● **YOUR GOAL**
Render the material below as a Markdown table with the columns "Row" and "Line", giving each non-blank line its own numbered row. Leave the pictures out.

● **PROVIDED DATA**
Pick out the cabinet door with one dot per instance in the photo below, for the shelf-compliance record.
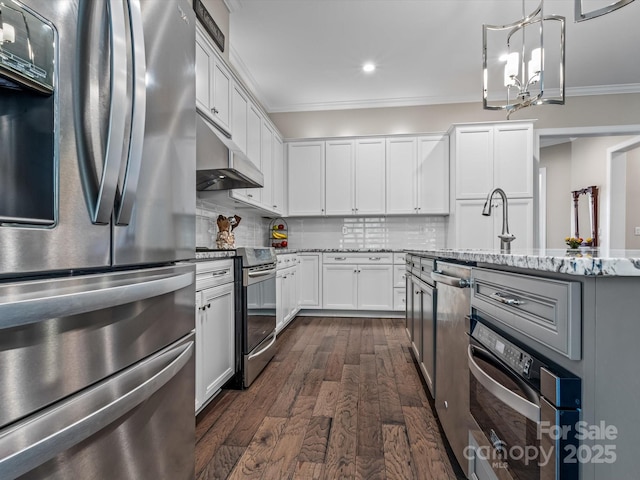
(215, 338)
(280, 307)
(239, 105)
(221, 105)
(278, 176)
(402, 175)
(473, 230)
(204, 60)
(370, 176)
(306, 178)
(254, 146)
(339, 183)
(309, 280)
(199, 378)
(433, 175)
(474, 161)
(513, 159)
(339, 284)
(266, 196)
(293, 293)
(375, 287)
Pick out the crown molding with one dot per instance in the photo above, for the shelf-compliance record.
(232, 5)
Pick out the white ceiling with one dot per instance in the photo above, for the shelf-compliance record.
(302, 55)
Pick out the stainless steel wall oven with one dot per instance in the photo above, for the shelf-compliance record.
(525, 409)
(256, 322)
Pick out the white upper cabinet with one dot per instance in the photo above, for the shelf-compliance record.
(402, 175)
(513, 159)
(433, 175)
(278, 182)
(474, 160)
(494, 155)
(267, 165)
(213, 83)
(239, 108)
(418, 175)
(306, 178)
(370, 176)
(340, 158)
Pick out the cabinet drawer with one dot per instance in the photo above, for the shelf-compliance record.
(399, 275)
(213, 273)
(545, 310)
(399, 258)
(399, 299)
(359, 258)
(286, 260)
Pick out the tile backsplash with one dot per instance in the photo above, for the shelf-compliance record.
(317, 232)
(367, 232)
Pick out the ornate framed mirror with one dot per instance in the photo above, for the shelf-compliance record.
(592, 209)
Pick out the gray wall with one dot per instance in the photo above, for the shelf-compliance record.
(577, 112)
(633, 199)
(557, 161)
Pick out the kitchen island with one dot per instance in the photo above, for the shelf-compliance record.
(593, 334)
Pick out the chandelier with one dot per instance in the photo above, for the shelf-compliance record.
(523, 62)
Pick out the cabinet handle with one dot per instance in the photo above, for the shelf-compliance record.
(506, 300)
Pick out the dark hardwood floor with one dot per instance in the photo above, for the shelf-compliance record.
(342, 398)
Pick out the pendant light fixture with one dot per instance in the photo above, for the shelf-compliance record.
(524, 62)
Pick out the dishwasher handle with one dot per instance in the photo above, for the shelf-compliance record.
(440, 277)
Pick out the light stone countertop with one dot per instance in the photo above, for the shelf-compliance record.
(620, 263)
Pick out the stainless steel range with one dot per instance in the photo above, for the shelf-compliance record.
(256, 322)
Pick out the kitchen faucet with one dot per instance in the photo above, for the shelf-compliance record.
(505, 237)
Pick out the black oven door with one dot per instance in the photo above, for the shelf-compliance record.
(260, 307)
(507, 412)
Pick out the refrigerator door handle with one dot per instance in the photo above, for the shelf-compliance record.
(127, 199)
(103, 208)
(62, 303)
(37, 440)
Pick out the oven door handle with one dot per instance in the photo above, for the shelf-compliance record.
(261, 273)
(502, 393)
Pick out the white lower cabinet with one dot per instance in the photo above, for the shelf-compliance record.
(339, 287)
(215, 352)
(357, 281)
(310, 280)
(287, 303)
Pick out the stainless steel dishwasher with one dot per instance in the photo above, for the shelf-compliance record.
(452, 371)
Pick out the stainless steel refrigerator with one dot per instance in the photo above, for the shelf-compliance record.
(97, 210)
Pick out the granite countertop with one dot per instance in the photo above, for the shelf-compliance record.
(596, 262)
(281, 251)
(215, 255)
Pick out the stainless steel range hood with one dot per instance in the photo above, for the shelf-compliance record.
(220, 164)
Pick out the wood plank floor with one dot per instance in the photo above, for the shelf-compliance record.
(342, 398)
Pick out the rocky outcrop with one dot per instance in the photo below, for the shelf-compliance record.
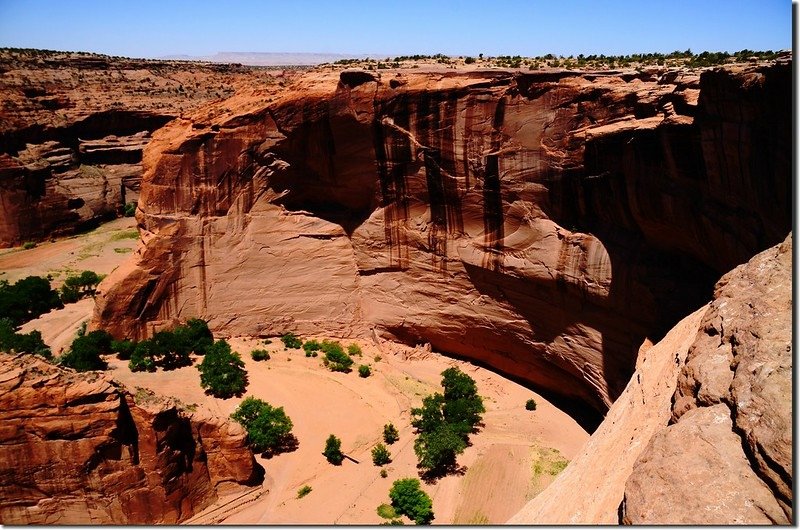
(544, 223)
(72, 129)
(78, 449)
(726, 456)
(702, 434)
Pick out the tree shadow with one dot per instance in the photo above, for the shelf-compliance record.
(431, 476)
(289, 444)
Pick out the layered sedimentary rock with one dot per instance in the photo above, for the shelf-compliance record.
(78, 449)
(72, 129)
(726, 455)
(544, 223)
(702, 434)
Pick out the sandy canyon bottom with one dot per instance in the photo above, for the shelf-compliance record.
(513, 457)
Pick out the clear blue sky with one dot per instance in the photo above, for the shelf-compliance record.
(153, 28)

● **OUTPUT BELOW**
| Row | Line |
|---|---|
| 1 | Pick out the cabinet door with one dot per instance in the photo below, for the shelf-compliance record. |
| 2 | (215, 338) |
| 3 | (280, 307) |
| 4 | (239, 105) |
| 5 | (221, 105) |
| 6 | (278, 176) |
| 7 | (402, 175) |
| 8 | (473, 230) |
| 9 | (204, 60) |
| 10 | (370, 176) |
| 11 | (306, 178) |
| 12 | (254, 146) |
| 13 | (339, 183) |
| 14 | (309, 280) |
| 15 | (199, 378) |
| 16 | (433, 175) |
| 17 | (474, 161) |
| 18 | (513, 159) |
| 19 | (339, 284) |
| 20 | (266, 196) |
| 21 | (293, 293) |
| 22 | (375, 287) |
| 23 | Pick out the crown molding with one dot per instance in the photo above, for the shelf-compliance record. |
| 24 | (232, 5) |
| 25 | Pick out the white ceiling with one dot per instance in the photo above, for the shelf-compliance record. |
| 26 | (302, 55) |
| 27 | Pick out the stainless steel wall oven with one dot per instance in the photo above, for the shelf-compliance record. |
| 28 | (525, 409) |
| 29 | (256, 322) |
| 30 | Pick out the white upper cabinet with one dot per instance in the photo above, for the shelf-compliance record. |
| 31 | (402, 175) |
| 32 | (513, 159) |
| 33 | (433, 175) |
| 34 | (278, 182) |
| 35 | (474, 160) |
| 36 | (494, 155) |
| 37 | (267, 165) |
| 38 | (213, 83) |
| 39 | (239, 108) |
| 40 | (418, 175) |
| 41 | (306, 178) |
| 42 | (370, 176) |
| 43 | (340, 158) |
| 44 | Pick out the cabinet drawer with one dot per instance in the photo above, for the shelf-compliance record. |
| 45 | (399, 275) |
| 46 | (213, 273) |
| 47 | (545, 310) |
| 48 | (399, 258) |
| 49 | (399, 299) |
| 50 | (359, 258) |
| 51 | (286, 260) |
| 52 | Pick out the tile backsplash with one dot per instance in the photo above, for the shelf-compliance record. |
| 53 | (317, 232) |
| 54 | (367, 232) |
| 55 | Pick out the ornate framed mirror with one dot per instance in the photo above, for the shelf-compliance record. |
| 56 | (592, 209) |
| 57 | Pick out the gray wall with one dot per instance in the photo above, for the shelf-compliance record. |
| 58 | (577, 112) |
| 59 | (633, 199) |
| 60 | (557, 161) |
| 61 | Pick out the kitchen island with one dot per instance in the photo above, for the shelf-compliance record. |
| 62 | (593, 334) |
| 63 | Pick out the chandelier with one dot per instance in the photo above, for the shelf-compliance record. |
| 64 | (523, 62) |
| 65 | Pick out the cabinet handle with one dot per instance in the photo above, for the shelf-compliance record. |
| 66 | (506, 300) |
| 67 | Pick out the dark hardwood floor with one dot per instance in the photo above, for the shelf-compliance record. |
| 68 | (342, 398) |
| 69 | Pick out the pendant light fixture with one dot per instance in the photo above, for the shelf-compliance record. |
| 70 | (524, 62) |
| 71 | Pick out the dishwasher handle with one dot per instance in the photo above, for the shelf-compliance record. |
| 72 | (440, 277) |
| 73 | Pick out the light stone countertop with one dot per instance in the photo above, for the shelf-compliance record. |
| 74 | (620, 263) |
| 75 | Pick out the stainless steel range with one dot per instance in the photo above, for the shelf-compliance record. |
| 76 | (256, 322) |
| 77 | Pick out the kitchen faucet with one dot per instance in the photo above, for the shelf-compliance record. |
| 78 | (505, 237) |
| 79 | Pick out the black oven door with one dot per instance in the photo above, for the shelf-compliance record. |
| 80 | (260, 307) |
| 81 | (507, 412) |
| 82 | Pick out the refrigerator door handle with one dot per instance in the photo above, for the shelf-compliance record. |
| 83 | (127, 199) |
| 84 | (103, 208) |
| 85 | (62, 303) |
| 86 | (37, 440) |
| 87 | Pick out the oven door handle with one dot per instance in the photo above, for the shelf-compliance record. |
| 88 | (261, 273) |
| 89 | (502, 393) |
| 90 | Pick out the white lower cabinet with one dot per instance in the photo above, for the shelf-compliance record. |
| 91 | (339, 287) |
| 92 | (215, 352) |
| 93 | (357, 281) |
| 94 | (310, 280) |
| 95 | (287, 303) |
| 96 | Pick out the stainless steel dishwasher with one dot per instance in the photo above, for the shelf-compliance record. |
| 97 | (452, 371) |
| 98 | Pick out the stainless steel refrigerator with one dot per instance in the photo above, for the shelf-compliance record. |
| 99 | (97, 210) |
| 100 | Pick out the granite countertop with one dot per instance in the photo above, for the shelf-compliance record. |
| 101 | (596, 262) |
| 102 | (281, 251) |
| 103 | (215, 255) |
| 104 | Pick out the stainless steel range hood with one dot per instance in the photo above, for the shelf-compliance record. |
| 105 | (220, 164) |
| 106 | Pick out the wood plank floor with one dot per instance in the photo above, for the shelf-compliance record. |
| 107 | (342, 398) |
| 108 | Pick out the rocky outcrop with one dot per instance in the photo below, for the shelf-compliance record. |
| 109 | (544, 223) |
| 110 | (72, 129) |
| 111 | (78, 449) |
| 112 | (726, 456) |
| 113 | (702, 434) |
| 114 | Pick out the tree shadow with one dot per instance in the photo above, for the shelf-compliance record. |
| 115 | (431, 476) |
| 116 | (289, 444) |
| 117 | Pick out the layered sedimentary rock with one dot per instance in the photo above, for the shelf-compliance record. |
| 118 | (78, 449) |
| 119 | (72, 129) |
| 120 | (726, 455) |
| 121 | (544, 223) |
| 122 | (702, 434) |
| 123 | Pick out the sandy canyon bottom with one dot per instance in the photo above, for the shelf-compliance record. |
| 124 | (513, 457) |
| 125 | Pick out the clear blue sky with one dot per instance in the photo above, for the shelf-compliance record. |
| 126 | (153, 28) |